* [Supplied passage]:
++++++++++
An Indigenous Reconstruction in Brazil
An interview with Sônia Guajajara, an indigenous woman running for Brazil’s presidency.

Sônia Guajajara at an event. Annelize Tozetto / Revista Vírus
518 years ago, the territory now known as Brazil was invaded by a Portuguese fleet and colonized. Many of the indigenous peoples who inhabited the land died from diseases, were killed, or enslaved. The indigenous population was reduced to less than a million, and their land was taken away and exploited. These land seizures didn’t just effect insurmountable damage to the native ecosystem; they also, by concentrating property in the hands of a very few, wrote inequality into the foundations of modern Brazil.
This is why, more than five centuries later, Sônia Guajajara, a Guajajara indigenous woman from northeast Brazil’s Arariboia region, says her pre-candidacy for the presidency in this year’s elections represents a paradigm shift. Brazil’s indigenous population may number less than a million in a population of over two hundred million, but their political struggle has reached a strength and visibility in recent years that makes it hard to deny their importance in struggles over class, imperialism, and financial capital. Their struggle is an urgent one; in 2016 alone, 118 indigenous people were murdered. These assassinations tend to be connected to the continued attempts by agribusiness to push onto indigenous land, though they are also rooted in racism.
++++++++++
* [Material provided]:

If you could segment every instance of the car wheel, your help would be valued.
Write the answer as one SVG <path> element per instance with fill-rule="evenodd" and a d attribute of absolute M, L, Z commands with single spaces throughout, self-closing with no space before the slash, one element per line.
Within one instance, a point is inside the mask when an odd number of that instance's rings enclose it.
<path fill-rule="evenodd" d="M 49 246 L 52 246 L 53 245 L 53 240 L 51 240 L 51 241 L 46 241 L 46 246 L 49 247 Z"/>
++++++++++
* [Tasks to perform]:
A. Return the exact wording of the piece on Sônia Guajajara from "An Indigenous Reconstruction" up to and including "of modern Brazil.".
B. List the struggles in which, according to the piece on Sônia Guajajara, indigenous people's importance has become hard to deny.
C. Write what comes next in the piece on Sônia Guajajara, starting after its final sentence.

* [Responses for each task]:
A.
An Indigenous Reconstruction in Brazil
An interview with Sônia Guajajara, an indigenous woman running for Brazil’s presidency.

Sônia Guajajara at an event. Annelize Tozetto / Revista Vírus
518 years ago, the territory now known as Brazil was invaded by a Portuguese fleet and colonized. Many of the indigenous peoples who inhabited the land died from diseases, were killed, or enslaved. The indigenous population was reduced to less than a million, and their land was taken away and exploited. These land seizures didn’t just effect insurmountable damage to the native ecosystem; they also, by concentrating property in the hands of a very few, wrote inequality into the foundations of modern Brazil.

B.
Class
Imperialism
Financial capital

C.
Guajajara, who has been a member of the Socialism and Freedom Party (PSOL) since 2011, will formally run as PSOL’s vice-presidential candidate alongside Guilherme Boulos of the Homeless Workers’ Movement (MTST). However, the party and the campaign have pushed for a “co-candidacy” arrangement in place of the traditional presidential/vice-presidential ticket. In this way, they’re hoping to dispute the hierarchy of the traditional ticket and promote an equal, three-way alliance between the PSOL, indigenous peoples, and the MTST.
A specialist in linguistics, a mother of three, and the best-known indigenous leader at home and abroad, she forms part of the coordination of Brazil’s most notable indigenous organization, the National Articulation of the Indigenous Peoples of Brazil (APIB).